▸ **TUGAS 1**
Ubah catatan latihan dari awal hingga baris yang memuat "point(165, 164)", termasuk baris itu, menjadi CSV dua kolom bernama teks dan jawaban, dengan satu baris untuk setiap pasangan teks dan jawabannya. Letakkan masing-masing dalam satu kolom berkutip dan ganti setiap jeda baris dengan spasi.

▸ **TEKS BACAAN**
────────────────────────────────────────
JAKARTA, SUMUTPOS.CO – Kementerian Agama (Kemenag) mengumumkan menggelar sidang isbat penetapan 1 Ramadan 1444 H/2023 M pada 22 Maret. Untuk mendukung sidang isbat, disiapkan 123 titik rukyatul hilal (pemantauan hilal) di 123 titik di seluruh Indonesia.
Di wilayah Provinsi Jawa Timur ada 27 titik pemantauan hilal di antaranya, di Pantai Tanjung Kodok Lamongan, Observatorium Jokotole IAIN Madura, dan di Pantai Wotgalih Kec. Yosowilangun Kab. Lumajang. Titik lokasi pemantauan hilal di Provinsi Jawa Tengah juga cukup banyak mencapai 17 lokasi. Di antaranya, di Rooftop Hotel Aston Cilacap, Menara Masjid Agung Nurul Kalam, dan Planetarium dan Observatorium UIN Walisongo Semarang.
Direktur Urusan Agama Islam dan Pembinaan Syariah Kemenag Adib mengatakan, sidang isbat penetapan awal Ramadan selalu digelar pada tanggal 29 Syaban. “Tahun ini tanggal 29 Syaban bertepatan dengan 22 Maret,” katanya di Jakarta kemarin (8/3).
Jika pada 22 Maret nanti hilal bisa dilihat, maka awal puasa jatuh pada 23 Maret. Tetapi jika dari seluruh lokasi pemantauan hilal tidak ada yang melaporkan melihat hilal, maka awal Ramadan jatuh pada 24 Maret. Sebab bulan Syaban digenapkan atau disempurnakan (istimal) menjadi 30 hari. Adib menegaskan masyarakat sebaiknya menunggu hasil resmi sidang isbat Kemenag.
────────────────────────────────────────
▸ **TUGAS 2**
Tuliskan kembali seluruh teks tentang sidang isbat awal Ramadan 1444 H di atas kata demi kata.
────────────────────────────────────────
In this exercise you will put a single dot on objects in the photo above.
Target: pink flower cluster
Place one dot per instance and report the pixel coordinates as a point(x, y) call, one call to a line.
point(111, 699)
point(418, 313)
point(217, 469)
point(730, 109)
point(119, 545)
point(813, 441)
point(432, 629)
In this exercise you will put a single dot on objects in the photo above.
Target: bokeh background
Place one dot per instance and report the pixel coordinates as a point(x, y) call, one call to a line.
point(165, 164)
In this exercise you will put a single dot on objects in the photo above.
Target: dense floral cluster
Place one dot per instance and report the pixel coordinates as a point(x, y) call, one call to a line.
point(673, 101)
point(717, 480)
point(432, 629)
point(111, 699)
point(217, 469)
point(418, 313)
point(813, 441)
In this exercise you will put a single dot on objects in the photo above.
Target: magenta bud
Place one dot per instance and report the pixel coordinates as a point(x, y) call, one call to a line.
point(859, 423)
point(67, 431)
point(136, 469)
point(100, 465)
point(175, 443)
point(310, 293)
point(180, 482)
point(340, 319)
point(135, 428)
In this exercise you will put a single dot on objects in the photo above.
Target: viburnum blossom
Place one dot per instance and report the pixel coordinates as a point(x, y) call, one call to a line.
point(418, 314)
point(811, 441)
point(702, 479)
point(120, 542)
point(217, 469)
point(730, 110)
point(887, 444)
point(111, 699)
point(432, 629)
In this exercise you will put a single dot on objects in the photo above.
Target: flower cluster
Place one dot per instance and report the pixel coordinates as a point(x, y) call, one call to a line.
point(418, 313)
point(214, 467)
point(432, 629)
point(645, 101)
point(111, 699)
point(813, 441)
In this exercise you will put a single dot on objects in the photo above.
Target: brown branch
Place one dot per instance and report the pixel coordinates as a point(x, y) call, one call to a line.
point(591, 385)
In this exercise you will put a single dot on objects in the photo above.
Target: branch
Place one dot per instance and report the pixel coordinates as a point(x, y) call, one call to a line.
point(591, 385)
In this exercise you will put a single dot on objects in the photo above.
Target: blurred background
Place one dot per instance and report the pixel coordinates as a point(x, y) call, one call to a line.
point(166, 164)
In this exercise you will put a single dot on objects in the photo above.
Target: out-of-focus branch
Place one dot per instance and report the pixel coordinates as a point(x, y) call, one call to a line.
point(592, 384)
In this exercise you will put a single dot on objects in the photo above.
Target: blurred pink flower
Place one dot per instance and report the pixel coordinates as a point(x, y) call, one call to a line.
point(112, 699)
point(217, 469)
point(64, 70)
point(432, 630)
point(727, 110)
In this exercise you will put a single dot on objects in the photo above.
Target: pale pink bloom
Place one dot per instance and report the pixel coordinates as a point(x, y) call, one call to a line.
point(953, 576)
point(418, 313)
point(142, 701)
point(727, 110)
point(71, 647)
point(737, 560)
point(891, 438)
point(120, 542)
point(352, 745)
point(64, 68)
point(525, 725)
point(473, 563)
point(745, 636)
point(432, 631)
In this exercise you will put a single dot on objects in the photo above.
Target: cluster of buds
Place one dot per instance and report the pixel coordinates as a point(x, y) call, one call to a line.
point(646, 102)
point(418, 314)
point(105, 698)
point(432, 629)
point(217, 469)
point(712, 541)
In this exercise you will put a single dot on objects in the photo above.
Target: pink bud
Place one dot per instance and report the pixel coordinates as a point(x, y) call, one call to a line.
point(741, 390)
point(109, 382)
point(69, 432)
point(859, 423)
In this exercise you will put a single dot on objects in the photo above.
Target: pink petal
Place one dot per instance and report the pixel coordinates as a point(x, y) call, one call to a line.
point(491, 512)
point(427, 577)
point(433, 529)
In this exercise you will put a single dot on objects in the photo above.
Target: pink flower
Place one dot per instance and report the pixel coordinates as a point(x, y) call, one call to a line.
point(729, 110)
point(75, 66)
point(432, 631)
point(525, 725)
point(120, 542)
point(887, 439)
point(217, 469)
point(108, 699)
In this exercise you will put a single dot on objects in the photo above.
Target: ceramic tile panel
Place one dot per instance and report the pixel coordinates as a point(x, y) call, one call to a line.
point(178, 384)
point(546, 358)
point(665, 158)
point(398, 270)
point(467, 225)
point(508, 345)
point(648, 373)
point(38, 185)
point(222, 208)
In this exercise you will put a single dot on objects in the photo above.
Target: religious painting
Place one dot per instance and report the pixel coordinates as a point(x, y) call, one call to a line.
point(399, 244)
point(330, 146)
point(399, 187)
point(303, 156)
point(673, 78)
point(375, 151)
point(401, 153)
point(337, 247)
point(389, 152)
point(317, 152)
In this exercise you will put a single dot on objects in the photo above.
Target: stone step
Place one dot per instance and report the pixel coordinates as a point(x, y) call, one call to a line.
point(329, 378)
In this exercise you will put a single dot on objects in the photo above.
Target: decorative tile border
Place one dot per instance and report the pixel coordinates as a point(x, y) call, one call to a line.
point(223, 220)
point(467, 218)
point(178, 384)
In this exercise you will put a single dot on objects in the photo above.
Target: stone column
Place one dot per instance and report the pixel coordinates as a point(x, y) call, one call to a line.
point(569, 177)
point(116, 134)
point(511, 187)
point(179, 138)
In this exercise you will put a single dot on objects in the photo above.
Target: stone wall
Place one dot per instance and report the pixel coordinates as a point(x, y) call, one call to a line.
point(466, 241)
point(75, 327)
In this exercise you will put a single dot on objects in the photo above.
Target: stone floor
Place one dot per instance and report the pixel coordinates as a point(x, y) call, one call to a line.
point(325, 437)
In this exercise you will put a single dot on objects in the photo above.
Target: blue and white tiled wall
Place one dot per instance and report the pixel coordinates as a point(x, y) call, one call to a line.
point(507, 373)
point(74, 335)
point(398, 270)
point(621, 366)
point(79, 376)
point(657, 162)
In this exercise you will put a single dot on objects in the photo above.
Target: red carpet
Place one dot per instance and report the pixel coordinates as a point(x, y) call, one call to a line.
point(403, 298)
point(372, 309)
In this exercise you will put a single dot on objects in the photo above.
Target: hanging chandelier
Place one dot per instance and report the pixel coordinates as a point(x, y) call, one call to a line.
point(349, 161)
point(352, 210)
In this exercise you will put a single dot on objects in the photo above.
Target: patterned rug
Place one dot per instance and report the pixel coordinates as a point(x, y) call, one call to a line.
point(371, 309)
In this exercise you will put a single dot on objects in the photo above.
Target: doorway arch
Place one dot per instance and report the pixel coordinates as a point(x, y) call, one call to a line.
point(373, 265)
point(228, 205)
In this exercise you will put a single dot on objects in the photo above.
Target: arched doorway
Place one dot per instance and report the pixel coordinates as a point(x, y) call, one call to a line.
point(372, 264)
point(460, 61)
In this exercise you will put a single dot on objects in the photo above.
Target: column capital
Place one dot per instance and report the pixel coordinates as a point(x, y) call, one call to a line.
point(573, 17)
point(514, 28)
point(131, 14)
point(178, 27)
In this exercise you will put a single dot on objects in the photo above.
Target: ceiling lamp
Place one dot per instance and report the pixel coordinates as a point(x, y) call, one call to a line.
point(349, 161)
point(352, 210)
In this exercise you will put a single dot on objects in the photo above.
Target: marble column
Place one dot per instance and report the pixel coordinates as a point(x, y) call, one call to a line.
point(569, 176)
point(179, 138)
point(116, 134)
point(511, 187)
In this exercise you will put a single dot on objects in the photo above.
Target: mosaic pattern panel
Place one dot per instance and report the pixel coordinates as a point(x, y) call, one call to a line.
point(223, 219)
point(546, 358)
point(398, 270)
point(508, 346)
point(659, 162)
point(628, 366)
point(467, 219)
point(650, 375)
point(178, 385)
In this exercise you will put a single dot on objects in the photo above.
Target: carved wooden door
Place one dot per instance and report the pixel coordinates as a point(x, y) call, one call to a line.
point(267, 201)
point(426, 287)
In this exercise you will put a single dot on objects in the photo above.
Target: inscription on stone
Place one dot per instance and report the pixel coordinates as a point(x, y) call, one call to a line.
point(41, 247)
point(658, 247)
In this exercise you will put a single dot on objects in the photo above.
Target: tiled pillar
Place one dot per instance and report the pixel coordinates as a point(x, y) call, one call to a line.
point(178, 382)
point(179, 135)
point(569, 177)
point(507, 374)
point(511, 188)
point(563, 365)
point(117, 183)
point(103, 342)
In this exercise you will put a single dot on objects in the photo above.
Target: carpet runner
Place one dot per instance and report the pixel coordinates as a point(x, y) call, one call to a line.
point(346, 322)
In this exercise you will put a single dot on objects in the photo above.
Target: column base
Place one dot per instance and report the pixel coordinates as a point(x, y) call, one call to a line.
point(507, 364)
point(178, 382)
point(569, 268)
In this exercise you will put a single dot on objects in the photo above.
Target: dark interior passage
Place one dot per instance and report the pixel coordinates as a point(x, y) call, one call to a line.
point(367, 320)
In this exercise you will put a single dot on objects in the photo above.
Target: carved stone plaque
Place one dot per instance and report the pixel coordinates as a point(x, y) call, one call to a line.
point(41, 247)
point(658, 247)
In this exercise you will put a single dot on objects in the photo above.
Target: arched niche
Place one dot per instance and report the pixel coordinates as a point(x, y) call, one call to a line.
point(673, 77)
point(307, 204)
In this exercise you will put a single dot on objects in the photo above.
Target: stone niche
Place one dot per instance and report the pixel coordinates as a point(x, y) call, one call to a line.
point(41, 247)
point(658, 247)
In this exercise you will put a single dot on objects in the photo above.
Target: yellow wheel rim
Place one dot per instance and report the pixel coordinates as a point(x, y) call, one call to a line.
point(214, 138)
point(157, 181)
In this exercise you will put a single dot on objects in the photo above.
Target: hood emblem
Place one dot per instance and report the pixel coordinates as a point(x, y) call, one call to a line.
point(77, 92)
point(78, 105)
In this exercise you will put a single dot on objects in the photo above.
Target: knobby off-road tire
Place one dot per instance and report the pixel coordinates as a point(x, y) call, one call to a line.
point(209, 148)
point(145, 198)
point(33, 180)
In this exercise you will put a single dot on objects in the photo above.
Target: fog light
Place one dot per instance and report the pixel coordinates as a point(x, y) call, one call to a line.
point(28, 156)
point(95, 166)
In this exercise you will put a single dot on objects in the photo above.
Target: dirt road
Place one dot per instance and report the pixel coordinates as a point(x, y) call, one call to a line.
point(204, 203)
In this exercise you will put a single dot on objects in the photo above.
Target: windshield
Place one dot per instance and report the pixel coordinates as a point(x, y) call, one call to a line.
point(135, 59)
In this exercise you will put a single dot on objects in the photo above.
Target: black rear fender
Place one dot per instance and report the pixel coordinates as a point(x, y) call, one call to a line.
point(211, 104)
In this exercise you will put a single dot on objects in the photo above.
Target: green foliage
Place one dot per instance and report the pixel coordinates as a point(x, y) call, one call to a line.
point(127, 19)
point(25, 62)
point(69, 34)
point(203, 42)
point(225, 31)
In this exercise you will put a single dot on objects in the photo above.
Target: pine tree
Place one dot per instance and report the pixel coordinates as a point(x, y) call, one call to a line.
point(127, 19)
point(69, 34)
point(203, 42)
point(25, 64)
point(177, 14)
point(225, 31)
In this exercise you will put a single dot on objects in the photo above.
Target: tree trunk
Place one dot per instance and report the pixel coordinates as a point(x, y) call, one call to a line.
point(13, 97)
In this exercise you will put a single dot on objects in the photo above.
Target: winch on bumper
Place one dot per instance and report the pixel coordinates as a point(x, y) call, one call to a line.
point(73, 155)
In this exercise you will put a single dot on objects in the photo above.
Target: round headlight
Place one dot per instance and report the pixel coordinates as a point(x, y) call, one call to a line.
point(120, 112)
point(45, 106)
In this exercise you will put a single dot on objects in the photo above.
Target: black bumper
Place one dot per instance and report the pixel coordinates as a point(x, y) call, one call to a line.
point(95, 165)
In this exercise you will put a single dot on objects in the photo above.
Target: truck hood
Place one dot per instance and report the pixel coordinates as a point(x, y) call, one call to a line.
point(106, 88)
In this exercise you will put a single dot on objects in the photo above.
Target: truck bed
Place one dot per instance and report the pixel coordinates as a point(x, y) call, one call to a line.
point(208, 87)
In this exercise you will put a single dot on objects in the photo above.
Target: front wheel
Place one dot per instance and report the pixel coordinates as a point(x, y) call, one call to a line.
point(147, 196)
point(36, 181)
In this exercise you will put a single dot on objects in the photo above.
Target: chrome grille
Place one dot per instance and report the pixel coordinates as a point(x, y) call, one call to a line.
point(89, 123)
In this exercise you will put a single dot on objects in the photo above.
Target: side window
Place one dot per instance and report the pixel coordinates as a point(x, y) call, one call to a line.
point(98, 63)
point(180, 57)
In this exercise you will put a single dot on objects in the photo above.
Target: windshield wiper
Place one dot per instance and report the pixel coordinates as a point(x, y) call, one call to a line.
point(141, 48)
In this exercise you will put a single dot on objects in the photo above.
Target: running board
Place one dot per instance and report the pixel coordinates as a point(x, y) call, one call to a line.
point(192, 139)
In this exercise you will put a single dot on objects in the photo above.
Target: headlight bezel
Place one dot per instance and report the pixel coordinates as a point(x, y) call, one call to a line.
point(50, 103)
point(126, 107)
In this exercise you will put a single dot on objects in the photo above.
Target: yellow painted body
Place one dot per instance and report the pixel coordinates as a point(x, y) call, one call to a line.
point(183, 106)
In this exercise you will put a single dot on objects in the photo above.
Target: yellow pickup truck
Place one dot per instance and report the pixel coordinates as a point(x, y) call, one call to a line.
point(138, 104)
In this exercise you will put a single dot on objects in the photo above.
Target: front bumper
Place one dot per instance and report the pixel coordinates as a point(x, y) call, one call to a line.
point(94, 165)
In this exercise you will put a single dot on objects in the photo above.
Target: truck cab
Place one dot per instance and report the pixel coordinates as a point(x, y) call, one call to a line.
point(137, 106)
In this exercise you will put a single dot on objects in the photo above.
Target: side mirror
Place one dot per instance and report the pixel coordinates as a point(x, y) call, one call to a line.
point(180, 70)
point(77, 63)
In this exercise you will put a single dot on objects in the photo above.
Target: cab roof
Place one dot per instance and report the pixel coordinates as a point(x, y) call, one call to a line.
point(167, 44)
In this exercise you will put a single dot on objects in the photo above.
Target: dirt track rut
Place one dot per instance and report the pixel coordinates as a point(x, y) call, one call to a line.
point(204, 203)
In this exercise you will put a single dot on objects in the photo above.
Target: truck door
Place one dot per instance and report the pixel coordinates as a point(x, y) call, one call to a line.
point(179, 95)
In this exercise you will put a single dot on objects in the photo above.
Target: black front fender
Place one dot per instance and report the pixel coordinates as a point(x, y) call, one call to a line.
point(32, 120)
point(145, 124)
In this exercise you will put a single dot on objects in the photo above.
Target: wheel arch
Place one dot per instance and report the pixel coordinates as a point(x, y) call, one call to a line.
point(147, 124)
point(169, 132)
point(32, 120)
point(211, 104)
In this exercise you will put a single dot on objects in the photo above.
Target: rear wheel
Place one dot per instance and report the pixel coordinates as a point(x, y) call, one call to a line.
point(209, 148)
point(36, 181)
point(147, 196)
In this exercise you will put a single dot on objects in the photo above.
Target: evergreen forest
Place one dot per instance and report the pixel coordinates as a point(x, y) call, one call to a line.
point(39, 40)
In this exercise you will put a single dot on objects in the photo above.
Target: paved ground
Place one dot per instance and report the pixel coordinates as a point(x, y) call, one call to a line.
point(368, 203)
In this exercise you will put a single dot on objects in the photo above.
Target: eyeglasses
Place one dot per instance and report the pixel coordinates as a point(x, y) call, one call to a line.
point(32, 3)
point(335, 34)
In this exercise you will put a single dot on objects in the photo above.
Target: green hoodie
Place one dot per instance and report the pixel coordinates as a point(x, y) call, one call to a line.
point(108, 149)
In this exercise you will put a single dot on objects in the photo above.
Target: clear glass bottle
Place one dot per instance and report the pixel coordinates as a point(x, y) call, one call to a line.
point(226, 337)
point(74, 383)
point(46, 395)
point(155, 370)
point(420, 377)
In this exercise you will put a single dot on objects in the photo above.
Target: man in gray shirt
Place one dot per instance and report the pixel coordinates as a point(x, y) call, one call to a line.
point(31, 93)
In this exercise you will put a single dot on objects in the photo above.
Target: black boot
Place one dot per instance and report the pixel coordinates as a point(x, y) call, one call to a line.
────────────────────────────────────────
▸ **JAWABAN BENAR 1**
teks,jawaban
"In this exercise you will put a single dot on objects in the photo above. Target: pink flower cluster Place one dot per instance and report the pixel coordinates as a point(x, y) call, one call to a line.","point(111, 699) point(418, 313) point(217, 469) point(730, 109) point(119, 545) point(813, 441) point(432, 629)"
"In this exercise you will put a single dot on objects in the photo above. Target: bokeh background Place one dot per instance and report the pixel coordinates as a point(x, y) call, one call to a line.","point(165, 164)"

▸ **JAWABAN BENAR 2**
JAKARTA, SUMUTPOS.CO – Kementerian Agama (Kemenag) mengumumkan menggelar sidang isbat penetapan 1 Ramadan 1444 H/2023 M pada 22 Maret. Untuk mendukung sidang isbat, disiapkan 123 titik rukyatul hilal (pemantauan hilal) di 123 titik di seluruh Indonesia.
Di wilayah Provinsi Jawa Timur ada 27 titik pemantauan hilal di antaranya, di Pantai Tanjung Kodok Lamongan, Observatorium Jokotole IAIN Madura, dan di Pantai Wotgalih Kec. Yosowilangun Kab. Lumajang. Titik lokasi pemantauan hilal di Provinsi Jawa Tengah juga cukup banyak mencapai 17 lokasi. Di antaranya, di Rooftop Hotel Aston Cilacap, Menara Masjid Agung Nurul Kalam, dan Planetarium dan Observatorium UIN Walisongo Semarang.
Direktur Urusan Agama Islam dan Pembinaan Syariah Kemenag Adib mengatakan, sidang isbat penetapan awal Ramadan selalu digelar pada tanggal 29 Syaban. “Tahun ini tanggal 29 Syaban bertepatan dengan 22 Maret,” katanya di Jakarta kemarin (8/3).
Jika pada 22 Maret nanti hilal bisa dilihat, maka awal puasa jatuh pada 23 Maret. Tetapi jika dari seluruh lokasi pemantauan hilal tidak ada yang melaporkan melihat hilal, maka awal Ramadan jatuh pada 24 Maret. Sebab bulan Syaban digenapkan atau disempurnakan (istimal) menjadi 30 hari. Adib menegaskan masyarakat sebaiknya menunggu hasil resmi sidang isbat Kemenag.